→ TASK INSTRUCTIONS: Copy the following lines word for word, keeping every character and line break as it is.

→ DATA TO PROCESS:
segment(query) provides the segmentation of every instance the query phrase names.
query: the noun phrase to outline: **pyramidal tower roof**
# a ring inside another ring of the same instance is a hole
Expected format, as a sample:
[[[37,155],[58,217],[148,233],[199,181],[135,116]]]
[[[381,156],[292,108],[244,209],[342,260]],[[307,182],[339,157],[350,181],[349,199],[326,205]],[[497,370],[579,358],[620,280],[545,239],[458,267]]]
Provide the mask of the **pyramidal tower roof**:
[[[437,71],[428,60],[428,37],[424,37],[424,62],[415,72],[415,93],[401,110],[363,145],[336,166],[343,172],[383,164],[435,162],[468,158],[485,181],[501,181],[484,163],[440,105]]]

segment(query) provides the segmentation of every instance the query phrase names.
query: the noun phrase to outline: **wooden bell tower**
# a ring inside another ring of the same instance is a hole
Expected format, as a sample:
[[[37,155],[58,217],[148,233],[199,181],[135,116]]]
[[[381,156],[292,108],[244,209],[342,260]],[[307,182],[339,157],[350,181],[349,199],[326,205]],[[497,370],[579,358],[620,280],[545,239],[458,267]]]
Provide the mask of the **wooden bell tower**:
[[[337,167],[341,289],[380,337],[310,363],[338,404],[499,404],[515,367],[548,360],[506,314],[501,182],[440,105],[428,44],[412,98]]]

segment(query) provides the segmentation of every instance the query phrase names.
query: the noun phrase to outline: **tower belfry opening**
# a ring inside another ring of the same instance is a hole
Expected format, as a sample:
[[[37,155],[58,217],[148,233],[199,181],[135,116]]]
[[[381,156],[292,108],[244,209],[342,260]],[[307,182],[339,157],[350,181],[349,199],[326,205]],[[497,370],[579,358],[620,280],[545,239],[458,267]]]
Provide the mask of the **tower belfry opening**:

→ WORKED ANSWER:
segment(query) provides the segmentation of every instance the query phrase names.
query: the noun phrase to outline: **pyramidal tower roof**
# a ring inside another ring of the same instance is a hole
Expected format, as a sample:
[[[37,155],[58,217],[148,233],[199,181],[135,116]]]
[[[381,156],[292,108],[244,209],[342,260]],[[307,182],[339,157],[350,181],[349,199],[326,205]],[[497,370],[579,358],[620,280],[545,239],[458,267]]]
Provide the mask of the **pyramidal tower roof**:
[[[437,71],[428,60],[428,37],[424,37],[424,62],[415,72],[415,93],[401,110],[363,145],[336,166],[343,172],[383,164],[435,162],[468,158],[485,181],[501,181],[484,163],[440,105]]]

segment(query) provides the segmentation of every instance the query phrase names.
query: the noun phrase to outline: **wooden bell tower**
# a ring inside another ring of the same instance is a hole
Expected format, as a sample:
[[[37,155],[58,217],[148,233],[199,181],[135,116]]]
[[[381,156],[292,108],[244,209],[342,260]],[[307,182],[339,157],[350,181],[349,199],[326,205]],[[497,370],[579,358],[620,280],[545,239],[458,267]]]
Provide the mask of the **wooden bell tower**:
[[[337,167],[341,289],[380,337],[310,363],[338,404],[499,404],[515,367],[548,360],[506,314],[501,182],[440,105],[428,44],[412,98]]]

segment(query) provides the segmentation of every instance the query phrase names.
query: the noun phrase to outline: **tower belfry opening**
# a ring inside another ring of the same instance is a hole
Expected format, as a sample:
[[[37,155],[58,217],[148,233],[199,181],[135,116]]]
[[[381,156],[292,108],[244,209],[342,260]],[[307,182],[339,157],[350,181],[349,199],[326,205]],[[497,370],[579,358],[620,280],[545,239],[458,267]]]
Provide the mask of the **tower belfry opening**:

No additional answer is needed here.